[Collected data]
━━━━

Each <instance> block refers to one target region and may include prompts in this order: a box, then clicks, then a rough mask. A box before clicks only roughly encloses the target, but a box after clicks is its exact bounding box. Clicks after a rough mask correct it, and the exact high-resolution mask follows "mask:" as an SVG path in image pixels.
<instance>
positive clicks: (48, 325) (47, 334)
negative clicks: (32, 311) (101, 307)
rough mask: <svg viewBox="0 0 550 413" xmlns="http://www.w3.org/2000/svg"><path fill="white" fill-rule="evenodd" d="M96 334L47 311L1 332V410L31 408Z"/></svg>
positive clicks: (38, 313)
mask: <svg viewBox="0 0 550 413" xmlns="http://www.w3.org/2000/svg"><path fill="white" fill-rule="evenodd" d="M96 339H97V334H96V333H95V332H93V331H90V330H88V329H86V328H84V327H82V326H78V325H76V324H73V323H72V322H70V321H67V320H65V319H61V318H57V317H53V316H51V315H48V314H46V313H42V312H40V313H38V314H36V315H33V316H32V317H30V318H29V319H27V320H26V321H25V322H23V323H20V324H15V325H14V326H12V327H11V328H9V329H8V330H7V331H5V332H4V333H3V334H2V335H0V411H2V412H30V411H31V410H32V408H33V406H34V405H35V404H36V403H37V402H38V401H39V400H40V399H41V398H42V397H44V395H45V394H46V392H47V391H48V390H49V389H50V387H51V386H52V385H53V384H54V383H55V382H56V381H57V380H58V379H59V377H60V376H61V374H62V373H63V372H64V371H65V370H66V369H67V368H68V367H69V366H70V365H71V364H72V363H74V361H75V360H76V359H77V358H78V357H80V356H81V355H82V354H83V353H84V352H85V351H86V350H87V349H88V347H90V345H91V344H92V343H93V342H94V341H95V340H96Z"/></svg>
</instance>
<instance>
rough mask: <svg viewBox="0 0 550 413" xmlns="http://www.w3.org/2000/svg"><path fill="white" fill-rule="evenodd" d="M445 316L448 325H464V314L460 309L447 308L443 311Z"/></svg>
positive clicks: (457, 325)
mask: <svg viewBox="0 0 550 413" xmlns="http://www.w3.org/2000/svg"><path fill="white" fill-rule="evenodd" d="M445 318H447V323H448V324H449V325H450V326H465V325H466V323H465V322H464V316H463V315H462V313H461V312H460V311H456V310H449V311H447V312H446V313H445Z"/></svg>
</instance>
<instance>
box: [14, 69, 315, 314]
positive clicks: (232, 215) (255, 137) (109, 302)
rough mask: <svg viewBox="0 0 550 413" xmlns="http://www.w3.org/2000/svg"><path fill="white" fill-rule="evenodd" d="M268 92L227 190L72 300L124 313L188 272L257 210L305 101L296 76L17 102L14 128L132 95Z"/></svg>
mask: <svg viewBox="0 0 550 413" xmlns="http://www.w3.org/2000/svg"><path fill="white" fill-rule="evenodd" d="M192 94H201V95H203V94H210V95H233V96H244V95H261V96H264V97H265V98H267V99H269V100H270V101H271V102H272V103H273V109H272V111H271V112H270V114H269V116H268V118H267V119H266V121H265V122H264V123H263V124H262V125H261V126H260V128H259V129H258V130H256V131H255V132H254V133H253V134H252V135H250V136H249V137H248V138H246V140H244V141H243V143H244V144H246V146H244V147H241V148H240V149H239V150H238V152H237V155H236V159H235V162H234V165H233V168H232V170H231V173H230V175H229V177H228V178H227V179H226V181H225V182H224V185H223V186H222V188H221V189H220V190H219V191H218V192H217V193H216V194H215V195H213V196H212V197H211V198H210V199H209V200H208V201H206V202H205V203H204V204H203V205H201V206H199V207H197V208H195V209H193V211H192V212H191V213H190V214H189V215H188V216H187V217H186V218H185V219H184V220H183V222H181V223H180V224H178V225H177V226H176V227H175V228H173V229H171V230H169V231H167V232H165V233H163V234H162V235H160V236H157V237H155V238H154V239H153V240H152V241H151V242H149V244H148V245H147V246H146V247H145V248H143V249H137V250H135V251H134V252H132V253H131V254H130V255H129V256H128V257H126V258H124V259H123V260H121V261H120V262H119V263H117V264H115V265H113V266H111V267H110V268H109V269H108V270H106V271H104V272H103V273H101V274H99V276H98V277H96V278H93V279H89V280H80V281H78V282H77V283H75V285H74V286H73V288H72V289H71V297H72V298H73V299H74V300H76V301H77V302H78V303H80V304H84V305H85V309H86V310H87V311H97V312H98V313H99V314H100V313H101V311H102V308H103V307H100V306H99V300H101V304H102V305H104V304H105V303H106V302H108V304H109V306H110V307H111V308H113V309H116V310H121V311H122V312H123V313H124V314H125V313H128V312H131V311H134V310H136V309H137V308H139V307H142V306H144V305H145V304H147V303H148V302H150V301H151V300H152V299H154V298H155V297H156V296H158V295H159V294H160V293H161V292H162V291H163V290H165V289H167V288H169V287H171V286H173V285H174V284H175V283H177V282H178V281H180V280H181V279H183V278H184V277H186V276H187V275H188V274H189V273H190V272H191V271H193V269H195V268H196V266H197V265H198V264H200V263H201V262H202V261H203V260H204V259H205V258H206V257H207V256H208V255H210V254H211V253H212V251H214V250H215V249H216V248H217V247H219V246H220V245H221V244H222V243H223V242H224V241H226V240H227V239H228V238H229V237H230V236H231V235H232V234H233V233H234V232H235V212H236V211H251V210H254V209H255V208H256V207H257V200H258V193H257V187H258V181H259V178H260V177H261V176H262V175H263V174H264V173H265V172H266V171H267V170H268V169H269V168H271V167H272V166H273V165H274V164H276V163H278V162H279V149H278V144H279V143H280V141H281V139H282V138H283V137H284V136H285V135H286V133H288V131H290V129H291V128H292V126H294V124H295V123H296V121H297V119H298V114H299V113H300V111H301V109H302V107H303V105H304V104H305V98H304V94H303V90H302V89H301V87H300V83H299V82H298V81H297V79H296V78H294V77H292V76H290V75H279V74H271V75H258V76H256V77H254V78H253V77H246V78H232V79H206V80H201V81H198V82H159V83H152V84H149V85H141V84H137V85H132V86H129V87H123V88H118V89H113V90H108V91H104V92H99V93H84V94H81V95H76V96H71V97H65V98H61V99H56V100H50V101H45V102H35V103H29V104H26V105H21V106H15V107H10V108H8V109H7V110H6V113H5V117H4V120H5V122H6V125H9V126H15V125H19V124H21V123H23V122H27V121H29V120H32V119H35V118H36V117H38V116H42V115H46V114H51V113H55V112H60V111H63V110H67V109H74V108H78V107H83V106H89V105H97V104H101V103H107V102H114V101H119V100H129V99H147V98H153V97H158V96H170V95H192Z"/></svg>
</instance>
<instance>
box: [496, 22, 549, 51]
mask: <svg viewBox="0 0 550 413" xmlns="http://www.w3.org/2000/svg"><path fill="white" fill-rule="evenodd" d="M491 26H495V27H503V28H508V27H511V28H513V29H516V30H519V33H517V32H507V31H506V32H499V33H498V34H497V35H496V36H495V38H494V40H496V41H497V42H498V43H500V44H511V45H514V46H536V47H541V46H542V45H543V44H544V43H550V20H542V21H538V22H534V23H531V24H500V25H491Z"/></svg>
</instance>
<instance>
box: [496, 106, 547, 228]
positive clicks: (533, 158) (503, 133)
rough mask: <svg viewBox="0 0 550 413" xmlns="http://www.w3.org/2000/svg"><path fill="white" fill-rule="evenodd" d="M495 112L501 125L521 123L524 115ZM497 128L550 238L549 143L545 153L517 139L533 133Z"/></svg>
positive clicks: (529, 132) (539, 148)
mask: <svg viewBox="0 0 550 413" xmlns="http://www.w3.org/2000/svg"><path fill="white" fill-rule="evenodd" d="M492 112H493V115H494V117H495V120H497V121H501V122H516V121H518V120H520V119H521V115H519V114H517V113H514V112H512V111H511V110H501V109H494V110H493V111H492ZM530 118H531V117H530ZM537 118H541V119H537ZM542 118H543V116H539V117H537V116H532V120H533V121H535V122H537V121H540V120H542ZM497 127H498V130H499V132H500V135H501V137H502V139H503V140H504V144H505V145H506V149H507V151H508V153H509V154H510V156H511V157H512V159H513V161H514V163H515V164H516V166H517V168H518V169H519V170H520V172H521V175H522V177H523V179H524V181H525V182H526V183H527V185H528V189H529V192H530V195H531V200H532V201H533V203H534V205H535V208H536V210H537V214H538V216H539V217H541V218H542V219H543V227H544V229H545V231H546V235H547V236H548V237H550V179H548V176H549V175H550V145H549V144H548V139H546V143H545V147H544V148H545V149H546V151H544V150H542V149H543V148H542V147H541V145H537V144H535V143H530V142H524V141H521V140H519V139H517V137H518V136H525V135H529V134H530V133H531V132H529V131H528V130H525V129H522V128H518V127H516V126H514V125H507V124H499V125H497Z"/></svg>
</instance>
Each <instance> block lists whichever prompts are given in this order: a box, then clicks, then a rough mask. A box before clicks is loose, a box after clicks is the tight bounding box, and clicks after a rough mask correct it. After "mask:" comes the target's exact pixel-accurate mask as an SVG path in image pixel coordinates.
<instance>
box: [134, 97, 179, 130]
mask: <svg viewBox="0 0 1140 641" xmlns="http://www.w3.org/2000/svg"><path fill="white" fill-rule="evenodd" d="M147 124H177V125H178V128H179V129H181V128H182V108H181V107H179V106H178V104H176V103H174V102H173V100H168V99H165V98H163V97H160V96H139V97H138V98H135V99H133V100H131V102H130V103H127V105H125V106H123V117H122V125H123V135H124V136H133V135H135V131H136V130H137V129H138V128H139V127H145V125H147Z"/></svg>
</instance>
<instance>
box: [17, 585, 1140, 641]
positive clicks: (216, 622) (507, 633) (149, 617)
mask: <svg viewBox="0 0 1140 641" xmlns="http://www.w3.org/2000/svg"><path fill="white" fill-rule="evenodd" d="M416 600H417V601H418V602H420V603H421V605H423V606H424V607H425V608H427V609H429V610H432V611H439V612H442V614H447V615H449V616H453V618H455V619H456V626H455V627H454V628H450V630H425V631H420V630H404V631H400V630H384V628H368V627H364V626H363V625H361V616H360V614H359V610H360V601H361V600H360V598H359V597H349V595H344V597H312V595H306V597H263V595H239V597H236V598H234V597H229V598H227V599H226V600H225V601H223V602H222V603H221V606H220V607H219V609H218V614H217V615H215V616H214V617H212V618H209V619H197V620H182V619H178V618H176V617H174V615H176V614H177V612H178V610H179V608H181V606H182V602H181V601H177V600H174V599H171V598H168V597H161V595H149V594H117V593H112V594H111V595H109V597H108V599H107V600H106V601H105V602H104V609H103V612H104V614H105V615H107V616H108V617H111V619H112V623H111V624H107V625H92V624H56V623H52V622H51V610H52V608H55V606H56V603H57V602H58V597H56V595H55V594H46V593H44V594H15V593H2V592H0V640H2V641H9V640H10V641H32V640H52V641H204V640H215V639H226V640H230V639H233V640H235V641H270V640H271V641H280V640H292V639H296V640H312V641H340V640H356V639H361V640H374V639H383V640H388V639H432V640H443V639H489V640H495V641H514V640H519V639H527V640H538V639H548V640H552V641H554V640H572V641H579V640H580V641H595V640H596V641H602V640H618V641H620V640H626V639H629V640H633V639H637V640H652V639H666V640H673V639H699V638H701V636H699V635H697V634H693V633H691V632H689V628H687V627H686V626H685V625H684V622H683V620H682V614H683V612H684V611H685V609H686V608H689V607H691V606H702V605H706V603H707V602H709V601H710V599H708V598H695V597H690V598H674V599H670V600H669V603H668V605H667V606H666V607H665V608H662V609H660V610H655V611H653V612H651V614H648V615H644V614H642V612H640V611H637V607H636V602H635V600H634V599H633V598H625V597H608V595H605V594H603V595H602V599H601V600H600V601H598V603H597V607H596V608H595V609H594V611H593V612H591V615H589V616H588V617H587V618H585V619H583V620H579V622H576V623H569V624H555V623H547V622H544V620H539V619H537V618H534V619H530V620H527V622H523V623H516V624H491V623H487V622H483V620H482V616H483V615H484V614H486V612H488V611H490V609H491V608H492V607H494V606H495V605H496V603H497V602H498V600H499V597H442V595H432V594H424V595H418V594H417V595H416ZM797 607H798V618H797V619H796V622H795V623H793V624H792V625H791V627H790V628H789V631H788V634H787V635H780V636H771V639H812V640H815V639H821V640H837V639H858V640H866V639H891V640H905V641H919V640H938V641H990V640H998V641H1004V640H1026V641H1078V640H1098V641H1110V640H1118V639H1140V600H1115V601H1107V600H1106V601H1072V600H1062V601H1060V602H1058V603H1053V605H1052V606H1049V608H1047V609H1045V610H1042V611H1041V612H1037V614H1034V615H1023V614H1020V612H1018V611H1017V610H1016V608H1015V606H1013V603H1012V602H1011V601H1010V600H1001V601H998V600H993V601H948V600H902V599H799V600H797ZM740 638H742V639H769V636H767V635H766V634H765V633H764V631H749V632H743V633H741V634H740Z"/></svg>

━━━━

> **ABOUT THIS TASK**:
Could you return all lines from the data above that contain the string "prompts"?

> **SOLVED PROBLEM**:
Each <instance> block refers to one target region and may include prompts in this order: a box, then clicks, then a rough mask. A box before clicks only roughly encloses the target, but a box after clicks is its exact bounding box. Clicks after a rough mask correct it, and the exact high-resolution mask follows "mask:" as an SVG path in image pixels.
Each <instance> block lists whichever prompts are given in this order: a box, then clicks, then a rough mask. A box before clicks is loose, a box after clicks is the tight bounding box, and clicks after a rough mask correct it. After "mask:" comes the target's exact pixel-accurate mask as an SVG path in image pixel coordinates.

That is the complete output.